Task to carry out: Pick out each line of the material that contains the word "people", and copy those lines in full.

Dataset:
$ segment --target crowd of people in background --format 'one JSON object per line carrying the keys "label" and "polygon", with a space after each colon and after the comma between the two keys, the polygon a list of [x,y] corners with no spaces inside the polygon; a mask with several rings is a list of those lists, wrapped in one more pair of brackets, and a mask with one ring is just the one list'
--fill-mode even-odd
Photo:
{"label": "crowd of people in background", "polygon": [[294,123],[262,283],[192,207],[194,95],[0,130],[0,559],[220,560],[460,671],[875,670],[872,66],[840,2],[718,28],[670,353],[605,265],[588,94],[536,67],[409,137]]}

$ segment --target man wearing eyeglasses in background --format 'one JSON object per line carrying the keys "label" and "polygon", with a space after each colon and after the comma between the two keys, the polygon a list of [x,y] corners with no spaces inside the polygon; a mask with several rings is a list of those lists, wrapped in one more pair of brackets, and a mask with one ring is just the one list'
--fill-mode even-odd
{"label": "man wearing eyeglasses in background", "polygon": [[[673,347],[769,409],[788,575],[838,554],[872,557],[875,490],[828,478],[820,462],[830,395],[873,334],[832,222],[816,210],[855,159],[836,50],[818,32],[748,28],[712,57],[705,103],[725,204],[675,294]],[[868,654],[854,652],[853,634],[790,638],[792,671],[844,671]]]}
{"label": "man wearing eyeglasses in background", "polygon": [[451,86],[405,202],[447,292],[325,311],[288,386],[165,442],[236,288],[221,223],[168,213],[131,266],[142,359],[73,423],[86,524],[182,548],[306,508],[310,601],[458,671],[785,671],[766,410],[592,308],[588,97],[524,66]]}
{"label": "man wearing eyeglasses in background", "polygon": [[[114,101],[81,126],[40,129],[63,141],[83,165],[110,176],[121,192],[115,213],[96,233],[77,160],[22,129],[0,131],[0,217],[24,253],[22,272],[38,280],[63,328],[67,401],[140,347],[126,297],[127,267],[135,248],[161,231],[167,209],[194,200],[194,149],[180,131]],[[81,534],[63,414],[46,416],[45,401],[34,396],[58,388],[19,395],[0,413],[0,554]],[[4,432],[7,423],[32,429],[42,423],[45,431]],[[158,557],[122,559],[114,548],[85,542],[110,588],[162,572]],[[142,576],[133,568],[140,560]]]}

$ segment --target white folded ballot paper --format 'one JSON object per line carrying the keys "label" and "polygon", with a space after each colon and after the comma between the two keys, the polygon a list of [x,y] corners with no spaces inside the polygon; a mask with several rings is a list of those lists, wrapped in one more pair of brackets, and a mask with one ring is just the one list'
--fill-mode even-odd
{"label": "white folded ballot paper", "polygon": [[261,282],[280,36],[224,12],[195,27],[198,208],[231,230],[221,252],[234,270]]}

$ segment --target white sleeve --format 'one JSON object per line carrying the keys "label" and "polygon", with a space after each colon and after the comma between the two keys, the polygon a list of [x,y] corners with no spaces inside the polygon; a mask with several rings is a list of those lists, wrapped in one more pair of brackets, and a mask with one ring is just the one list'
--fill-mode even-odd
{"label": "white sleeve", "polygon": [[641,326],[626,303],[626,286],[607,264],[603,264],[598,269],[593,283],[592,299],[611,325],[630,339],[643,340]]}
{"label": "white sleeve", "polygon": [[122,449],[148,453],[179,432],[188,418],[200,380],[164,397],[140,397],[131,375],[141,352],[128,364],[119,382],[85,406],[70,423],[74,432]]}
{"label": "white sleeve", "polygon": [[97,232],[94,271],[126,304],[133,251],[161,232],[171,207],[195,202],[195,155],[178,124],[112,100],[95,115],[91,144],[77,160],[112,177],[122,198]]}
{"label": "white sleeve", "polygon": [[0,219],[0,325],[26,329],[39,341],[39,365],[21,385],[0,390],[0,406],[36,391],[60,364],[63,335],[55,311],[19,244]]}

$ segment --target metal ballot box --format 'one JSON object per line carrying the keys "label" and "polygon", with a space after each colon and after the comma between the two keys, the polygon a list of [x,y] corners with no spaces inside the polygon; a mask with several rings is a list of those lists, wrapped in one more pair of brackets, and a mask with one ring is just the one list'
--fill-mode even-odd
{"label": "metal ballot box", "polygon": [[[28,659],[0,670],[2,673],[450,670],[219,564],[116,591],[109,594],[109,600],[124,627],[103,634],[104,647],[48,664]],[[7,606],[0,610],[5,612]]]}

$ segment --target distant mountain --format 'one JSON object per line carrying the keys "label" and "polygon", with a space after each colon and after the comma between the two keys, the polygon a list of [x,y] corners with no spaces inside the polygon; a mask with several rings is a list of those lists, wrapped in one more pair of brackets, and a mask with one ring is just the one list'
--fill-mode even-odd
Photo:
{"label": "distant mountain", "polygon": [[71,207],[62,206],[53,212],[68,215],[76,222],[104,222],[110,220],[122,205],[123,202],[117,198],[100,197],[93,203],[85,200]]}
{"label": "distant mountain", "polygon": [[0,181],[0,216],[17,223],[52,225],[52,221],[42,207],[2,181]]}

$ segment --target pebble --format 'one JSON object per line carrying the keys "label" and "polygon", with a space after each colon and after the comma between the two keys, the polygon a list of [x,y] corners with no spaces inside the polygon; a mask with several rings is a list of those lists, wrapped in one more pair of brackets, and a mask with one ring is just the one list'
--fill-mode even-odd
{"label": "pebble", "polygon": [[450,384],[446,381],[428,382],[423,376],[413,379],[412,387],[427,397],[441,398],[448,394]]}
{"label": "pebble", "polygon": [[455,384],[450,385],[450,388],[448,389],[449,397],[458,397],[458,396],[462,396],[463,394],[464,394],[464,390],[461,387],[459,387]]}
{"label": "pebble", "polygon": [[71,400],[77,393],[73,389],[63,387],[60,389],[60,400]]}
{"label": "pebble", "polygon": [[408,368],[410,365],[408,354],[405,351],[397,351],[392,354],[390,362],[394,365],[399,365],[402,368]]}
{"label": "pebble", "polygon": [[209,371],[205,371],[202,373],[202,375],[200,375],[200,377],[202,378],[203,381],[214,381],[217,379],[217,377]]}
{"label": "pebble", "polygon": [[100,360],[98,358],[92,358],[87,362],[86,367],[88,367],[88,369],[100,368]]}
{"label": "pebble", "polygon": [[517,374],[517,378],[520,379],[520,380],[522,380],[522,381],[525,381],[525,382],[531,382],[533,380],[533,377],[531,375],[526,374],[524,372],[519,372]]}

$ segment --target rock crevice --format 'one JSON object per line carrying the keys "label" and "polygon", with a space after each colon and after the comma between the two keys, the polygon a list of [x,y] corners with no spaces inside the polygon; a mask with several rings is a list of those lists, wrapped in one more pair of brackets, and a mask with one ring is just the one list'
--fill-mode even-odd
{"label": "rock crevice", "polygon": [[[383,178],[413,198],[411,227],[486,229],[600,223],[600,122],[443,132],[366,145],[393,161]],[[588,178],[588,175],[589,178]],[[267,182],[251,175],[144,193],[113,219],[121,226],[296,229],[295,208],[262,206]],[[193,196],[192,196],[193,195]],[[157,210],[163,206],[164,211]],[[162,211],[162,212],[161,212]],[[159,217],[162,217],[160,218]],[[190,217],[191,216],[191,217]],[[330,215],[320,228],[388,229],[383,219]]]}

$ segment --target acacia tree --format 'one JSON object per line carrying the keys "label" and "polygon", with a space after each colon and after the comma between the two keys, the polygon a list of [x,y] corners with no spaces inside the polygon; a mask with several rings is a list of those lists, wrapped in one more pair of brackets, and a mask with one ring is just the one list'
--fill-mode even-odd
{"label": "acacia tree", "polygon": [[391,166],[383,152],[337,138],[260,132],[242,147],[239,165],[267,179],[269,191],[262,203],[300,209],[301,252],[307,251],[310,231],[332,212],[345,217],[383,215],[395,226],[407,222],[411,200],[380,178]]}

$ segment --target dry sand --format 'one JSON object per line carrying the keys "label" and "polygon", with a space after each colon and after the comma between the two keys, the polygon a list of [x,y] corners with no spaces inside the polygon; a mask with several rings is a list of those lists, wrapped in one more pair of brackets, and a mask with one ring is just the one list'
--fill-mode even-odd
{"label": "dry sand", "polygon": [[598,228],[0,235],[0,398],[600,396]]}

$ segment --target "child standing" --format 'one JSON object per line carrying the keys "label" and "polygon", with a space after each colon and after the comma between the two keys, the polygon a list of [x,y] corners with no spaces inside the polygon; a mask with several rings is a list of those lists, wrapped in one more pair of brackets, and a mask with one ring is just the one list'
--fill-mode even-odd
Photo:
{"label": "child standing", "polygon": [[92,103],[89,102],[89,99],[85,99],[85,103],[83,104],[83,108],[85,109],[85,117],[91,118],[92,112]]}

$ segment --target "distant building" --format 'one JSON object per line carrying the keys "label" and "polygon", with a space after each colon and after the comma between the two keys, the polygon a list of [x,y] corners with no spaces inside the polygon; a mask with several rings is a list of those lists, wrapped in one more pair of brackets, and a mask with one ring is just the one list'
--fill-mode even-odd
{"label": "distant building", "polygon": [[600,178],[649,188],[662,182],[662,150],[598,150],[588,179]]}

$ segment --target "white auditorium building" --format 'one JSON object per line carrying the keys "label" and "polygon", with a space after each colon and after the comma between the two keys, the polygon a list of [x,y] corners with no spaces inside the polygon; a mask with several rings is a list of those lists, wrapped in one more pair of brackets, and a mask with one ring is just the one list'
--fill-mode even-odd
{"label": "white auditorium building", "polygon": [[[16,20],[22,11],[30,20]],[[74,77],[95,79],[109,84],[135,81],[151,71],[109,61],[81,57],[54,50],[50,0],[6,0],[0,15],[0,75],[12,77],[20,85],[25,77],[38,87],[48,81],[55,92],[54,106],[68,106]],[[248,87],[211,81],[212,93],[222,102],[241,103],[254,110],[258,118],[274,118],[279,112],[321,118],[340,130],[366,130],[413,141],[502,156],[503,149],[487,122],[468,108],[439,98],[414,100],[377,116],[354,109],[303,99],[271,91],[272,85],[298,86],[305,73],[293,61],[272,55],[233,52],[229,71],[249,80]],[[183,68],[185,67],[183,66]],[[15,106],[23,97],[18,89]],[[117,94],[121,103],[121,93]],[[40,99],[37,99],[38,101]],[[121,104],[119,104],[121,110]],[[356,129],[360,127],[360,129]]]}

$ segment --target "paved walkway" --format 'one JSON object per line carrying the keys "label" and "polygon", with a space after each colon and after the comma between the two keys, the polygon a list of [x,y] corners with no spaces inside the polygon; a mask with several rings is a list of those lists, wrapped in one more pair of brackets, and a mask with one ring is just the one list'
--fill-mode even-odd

Finished task:
$ segment --target crowd of people in background --format 'one JSON object per line carrying the keys "label" and "polygon", with a space after each colon and after the comma between the two keys, the polygon a list of [x,y] corners with no spaces inside the polygon; a mask with several rings is a list of those lists, wrapped in one more pair of brackets, and a mask with one ring is just the one list'
{"label": "crowd of people in background", "polygon": [[294,123],[262,283],[192,207],[194,95],[0,130],[0,559],[220,560],[460,671],[875,670],[872,66],[840,2],[718,28],[670,353],[605,265],[588,94],[536,67],[409,137]]}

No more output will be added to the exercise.